- **WHAT THE TASK REQUIRES**
Write the records below out again exactly as given, with no images.

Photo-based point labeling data
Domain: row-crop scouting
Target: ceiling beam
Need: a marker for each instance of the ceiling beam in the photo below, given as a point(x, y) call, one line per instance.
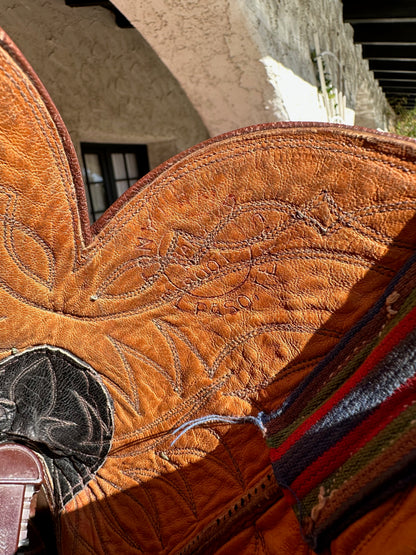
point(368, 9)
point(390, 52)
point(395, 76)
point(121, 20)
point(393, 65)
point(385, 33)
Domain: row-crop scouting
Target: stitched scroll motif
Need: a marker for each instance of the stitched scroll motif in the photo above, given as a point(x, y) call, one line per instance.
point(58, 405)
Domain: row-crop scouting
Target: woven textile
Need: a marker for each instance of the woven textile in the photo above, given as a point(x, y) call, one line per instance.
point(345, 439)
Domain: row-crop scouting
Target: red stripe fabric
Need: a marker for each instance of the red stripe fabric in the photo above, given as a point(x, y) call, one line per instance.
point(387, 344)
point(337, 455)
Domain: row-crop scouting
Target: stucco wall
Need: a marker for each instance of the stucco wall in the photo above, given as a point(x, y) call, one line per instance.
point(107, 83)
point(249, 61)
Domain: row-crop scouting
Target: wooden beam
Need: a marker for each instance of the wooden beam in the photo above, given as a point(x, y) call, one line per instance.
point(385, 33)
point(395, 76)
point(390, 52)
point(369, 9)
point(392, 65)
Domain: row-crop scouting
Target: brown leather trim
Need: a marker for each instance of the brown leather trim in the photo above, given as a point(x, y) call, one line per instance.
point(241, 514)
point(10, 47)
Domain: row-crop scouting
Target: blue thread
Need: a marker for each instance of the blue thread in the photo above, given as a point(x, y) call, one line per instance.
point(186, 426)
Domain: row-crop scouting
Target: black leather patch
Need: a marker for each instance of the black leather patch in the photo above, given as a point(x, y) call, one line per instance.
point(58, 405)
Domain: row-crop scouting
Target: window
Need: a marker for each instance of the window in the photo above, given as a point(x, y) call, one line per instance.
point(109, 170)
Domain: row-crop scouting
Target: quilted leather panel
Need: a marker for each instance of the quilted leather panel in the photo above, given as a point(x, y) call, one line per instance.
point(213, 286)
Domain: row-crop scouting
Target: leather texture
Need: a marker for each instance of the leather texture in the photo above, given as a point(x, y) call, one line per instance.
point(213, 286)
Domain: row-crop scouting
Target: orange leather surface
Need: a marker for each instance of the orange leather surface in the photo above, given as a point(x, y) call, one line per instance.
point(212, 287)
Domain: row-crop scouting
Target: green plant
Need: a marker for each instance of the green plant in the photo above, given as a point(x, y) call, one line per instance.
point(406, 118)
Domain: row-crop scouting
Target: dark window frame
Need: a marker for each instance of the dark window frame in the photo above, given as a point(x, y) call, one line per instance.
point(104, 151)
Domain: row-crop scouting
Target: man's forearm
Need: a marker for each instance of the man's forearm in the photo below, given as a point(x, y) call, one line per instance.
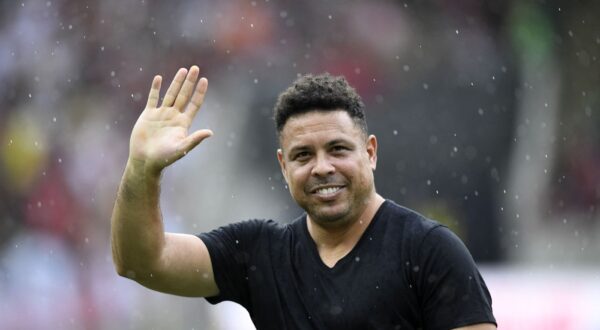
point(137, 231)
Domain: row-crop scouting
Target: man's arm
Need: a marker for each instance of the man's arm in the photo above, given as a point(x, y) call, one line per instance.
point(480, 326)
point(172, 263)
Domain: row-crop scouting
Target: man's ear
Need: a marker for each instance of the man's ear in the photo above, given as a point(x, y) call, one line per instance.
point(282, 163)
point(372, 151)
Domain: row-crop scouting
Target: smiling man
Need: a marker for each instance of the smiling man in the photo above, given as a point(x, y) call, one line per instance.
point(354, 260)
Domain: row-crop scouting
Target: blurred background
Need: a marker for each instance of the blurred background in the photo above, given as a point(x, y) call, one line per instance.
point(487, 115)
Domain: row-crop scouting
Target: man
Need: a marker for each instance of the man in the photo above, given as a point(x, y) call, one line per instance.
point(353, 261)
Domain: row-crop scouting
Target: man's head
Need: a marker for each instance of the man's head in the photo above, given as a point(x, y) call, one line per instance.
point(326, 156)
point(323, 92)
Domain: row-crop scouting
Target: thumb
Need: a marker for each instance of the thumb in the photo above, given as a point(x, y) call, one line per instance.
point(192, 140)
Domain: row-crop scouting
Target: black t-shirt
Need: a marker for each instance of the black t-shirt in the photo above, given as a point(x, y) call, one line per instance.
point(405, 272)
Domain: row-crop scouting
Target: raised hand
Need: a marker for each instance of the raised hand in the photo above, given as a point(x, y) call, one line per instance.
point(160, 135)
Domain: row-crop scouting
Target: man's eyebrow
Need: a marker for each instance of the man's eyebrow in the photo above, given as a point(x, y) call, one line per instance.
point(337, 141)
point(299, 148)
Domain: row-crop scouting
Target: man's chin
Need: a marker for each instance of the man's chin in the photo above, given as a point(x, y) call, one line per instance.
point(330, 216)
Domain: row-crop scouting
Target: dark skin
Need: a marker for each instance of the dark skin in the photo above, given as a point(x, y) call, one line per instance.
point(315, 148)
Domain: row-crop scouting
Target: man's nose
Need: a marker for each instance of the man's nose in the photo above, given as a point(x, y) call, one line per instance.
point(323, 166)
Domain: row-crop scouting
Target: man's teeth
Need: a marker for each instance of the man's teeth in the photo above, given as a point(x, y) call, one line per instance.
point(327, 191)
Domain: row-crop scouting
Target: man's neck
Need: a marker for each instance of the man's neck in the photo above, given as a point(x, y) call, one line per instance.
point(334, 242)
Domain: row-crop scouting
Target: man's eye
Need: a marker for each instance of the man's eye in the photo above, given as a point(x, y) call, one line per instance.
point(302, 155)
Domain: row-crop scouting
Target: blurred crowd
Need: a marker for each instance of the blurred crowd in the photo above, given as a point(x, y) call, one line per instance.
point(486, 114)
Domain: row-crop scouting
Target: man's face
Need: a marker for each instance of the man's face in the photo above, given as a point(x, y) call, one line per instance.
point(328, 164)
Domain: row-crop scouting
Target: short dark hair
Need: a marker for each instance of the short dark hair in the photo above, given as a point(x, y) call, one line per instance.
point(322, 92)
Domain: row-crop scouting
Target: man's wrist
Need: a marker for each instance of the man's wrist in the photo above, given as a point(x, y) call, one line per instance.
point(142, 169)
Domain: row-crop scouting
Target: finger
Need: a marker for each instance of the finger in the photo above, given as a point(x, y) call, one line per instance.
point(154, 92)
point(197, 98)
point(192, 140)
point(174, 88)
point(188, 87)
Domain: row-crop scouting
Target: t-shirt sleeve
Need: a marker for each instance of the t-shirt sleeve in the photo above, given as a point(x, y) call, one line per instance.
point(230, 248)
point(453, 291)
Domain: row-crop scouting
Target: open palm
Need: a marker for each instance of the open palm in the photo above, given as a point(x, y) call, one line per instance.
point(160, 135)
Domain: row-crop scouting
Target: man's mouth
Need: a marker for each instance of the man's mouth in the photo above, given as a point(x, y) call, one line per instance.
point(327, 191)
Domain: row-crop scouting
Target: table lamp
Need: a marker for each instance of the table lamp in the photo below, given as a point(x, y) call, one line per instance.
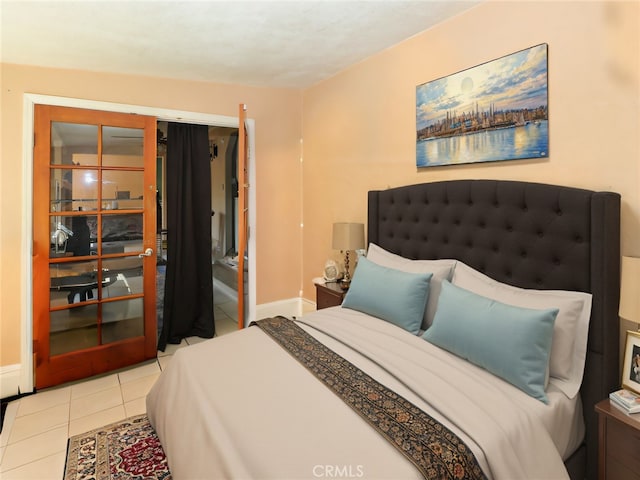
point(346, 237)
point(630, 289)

- **OUTPUT BELOW**
Domain: row-crop scouting
Target: ceiling beam
Need: a marker for each instance of the ceiling beam in the photo below, given as a point(x, y) call, one line per instance.
point(368, 9)
point(390, 52)
point(395, 76)
point(121, 20)
point(393, 65)
point(385, 33)
Domain: row-crop scouting
Target: stitched scroll motif
Need: a marker for each instance of the stitched scroll motif in the photo above, given as a point(x, y) call, one line per instance.
point(58, 405)
Domain: row-crop scouting
Target: woven textile
Need: a marker for each instance of the woven textile in the photo above, given as a point(x, y) call, one line per instance.
point(345, 439)
Domain: row-crop scouting
Target: red stripe fabric
Need: a marker for each instance of the red stripe fabric in the photo above, given as a point(x, y) call, one line per instance.
point(387, 344)
point(337, 455)
Domain: row-crop scouting
Target: stucco wall
Need: a marker for each instance of the stucco wall in the photo above, given as a point(x, y) call, one line per instance.
point(107, 83)
point(249, 61)
Domain: row-crop scouting
Target: wooden beam
Need: a marker for each instance of the wooden beam in the photo above, given as a point(x, y) call, one line per instance.
point(385, 33)
point(395, 76)
point(390, 52)
point(369, 9)
point(392, 65)
Domain: row-crop scouting
Target: brown leather trim
Need: a marker for each instance of the brown leather trim in the photo above, given as a point(x, y) call, one line per instance.
point(241, 514)
point(10, 47)
Domain: row-crop scouting
Target: blue thread
Need: a marker for each instance of the blue thread in the photo above, given as a point(x, y) call, one line per instance.
point(186, 426)
Domain: row-crop scouting
Target: black leather patch
Need: a marker for each instance of the black leather patch in the photo above, given as a point(x, y) call, one line per instance.
point(58, 405)
Domain: row-crop scouting
Target: window
Need: a marker for each instance of the window in the photo above, given as a point(x, y) call, one line per instance.
point(109, 170)
Domain: row-crop scouting
Target: quilted leather panel
Need: a marker for each instance of the quilted leather panel in the photo above, given as a point(x, y) call, one line per instance.
point(213, 286)
Domain: row-crop scouting
Target: leather texture
Need: a marker for each instance of the leather texture in the photo above, given as a point(x, y) call, one line per instance.
point(213, 286)
Domain: row-crop scouting
Target: orange leather surface
Need: a marker for each instance of the orange leather surface in the photo above, given as a point(x, y) call, one line per instance.
point(212, 287)
Domain: row-crop scouting
Target: green plant
Need: a marker for each instance of the green plant in the photo above, given as a point(x, y) call, one line per instance.
point(406, 118)
Domain: row-crop scouting
Target: dark window frame
Need: a marker for each instance of the dark window frame in the photo above, given as a point(x, y) call, one line per instance.
point(104, 151)
Domain: row-crop scouting
Target: man's forearm
Need: a marker for each instance of the man's forearm in the photo below, given as a point(x, y) call, one line per instance.
point(137, 231)
Domain: row-crop scouting
Target: man's arm
Need: a marker for each instance of the man's arm in the photo above, given as a point(x, y) call, one line per instance.
point(480, 326)
point(172, 263)
Domain: row-crop scouting
Target: man's ear
Need: a marker for each instance of the man's ear in the photo above, given as a point(x, y) call, one line per instance.
point(282, 163)
point(372, 151)
Domain: row-crop scouting
Target: smiling man
Need: a marker for each instance of the smiling man in the photo above, given as a point(x, y) call, one line per instance.
point(354, 260)
Domain: row-crop scouting
Target: blurred background
Need: a marker for each instance of the blurred background in the photo above, given as a point(x, y) call, one line per instance.
point(487, 115)
Domain: row-crop scouting
Target: man
Need: a marker for each instance of the man in the photo above, given as a point(x, y) call, one line per instance.
point(353, 261)
Domain: row-crop scouting
Target: man's head
Need: a marker for each instance of the man's head in the photo above, given as a point(x, y) call, one line per instance.
point(326, 156)
point(323, 92)
Domain: row-crop scouting
Target: thumb
Need: a marker for each instance of the thumb in the photo above, given as a point(x, y) call, one line per instance.
point(192, 140)
Domain: row-crop scouting
Target: black t-shirt
Need: a marker for each instance of the black t-shirt in the photo above, given as a point(x, y) call, one line per instance.
point(405, 272)
Domain: row-crop scouting
Target: raised hand
Need: a marker for each instance of the raised hand in the photo above, given as a point(x, y) call, one line per instance.
point(160, 135)
Domain: row-crop scouting
Target: man's eyebrow
Need: a marker for each instance of the man's eyebrow in the photo above, given as a point(x, y) call, one line per instance.
point(337, 141)
point(299, 148)
Domain: row-crop scouting
Target: man's chin
Need: a marker for each instance of the man's chin in the photo above, given as a point(x, y) call, one line per instance.
point(330, 216)
Domain: row-crop scouting
Target: dark skin
Need: a marker for each instance of the dark skin in the photo above, given as a point(x, y) call, one line per instance.
point(315, 148)
Domain: row-crop scouting
Target: man's nose
Need: a marker for each instance of the man's nose in the photo above, given as a point(x, y) call, one line per instance.
point(323, 166)
Domain: row-crop scouting
Target: man's teeth
Need: a marker for each instance of the man's teeth in the photo above, given as a point(x, y) call, one line per instance.
point(327, 191)
Domain: row-crop scouting
Target: man's neck
Need: a marker for each instance of the man's neck in the photo above, given as a point(x, y) call, one line per instance.
point(334, 242)
Domain: row-crop scouting
Target: man's eye
Need: a marker for each instance of the man's eye in the photo above, given as a point(x, y) call, one line per instance.
point(302, 155)
Domain: row-crop scouting
Target: blurred crowd
Need: a marker for each instance of the blurred crowd in the photo above, given as a point(x, y) call, one line per instance.
point(486, 114)
Domain: row-crop scouting
Target: man's face
Need: a marker for each instance of the man's face in the photo above, given as a point(x, y) call, one line per instance.
point(328, 164)
Domain: row-crop scouting
Target: short dark hair
Need: a marker for each instance of the short dark hair in the photo above, given as a point(x, y) call, one line per instance.
point(322, 92)
Domain: row-crop scouting
Target: man's wrist
Need: a marker for each instance of the man's wrist in the photo above, given as a point(x, y) call, one line per instance.
point(142, 169)
Domain: row-crop scouting
Target: finger
Need: a marker for each instance of the finger in the photo above, given as a point(x, y) call, one line per instance.
point(154, 92)
point(197, 98)
point(192, 140)
point(174, 88)
point(188, 87)
Domain: row-crop scouting
Target: t-shirt sleeve
Need: a marker for each instance of the t-shirt sleeve in the photo above, given as a point(x, y) call, one line per instance.
point(230, 248)
point(453, 291)
Domain: row-crop scouting
Target: open palm
Need: a marker for each instance of the open palm in the photo above, given as a point(x, y) call, one line per instance.
point(160, 135)
Domain: row-crop scouting
Target: man's mouth
Need: a marker for each instance of the man's mouth in the photo above, given as a point(x, y) call, one line per instance.
point(327, 191)
Domain: row-crop scouting
Target: table lamp
Need: a marker for each instance of the table lamp in the photo below, given as a point(x, y) call, one line per instance.
point(346, 237)
point(630, 289)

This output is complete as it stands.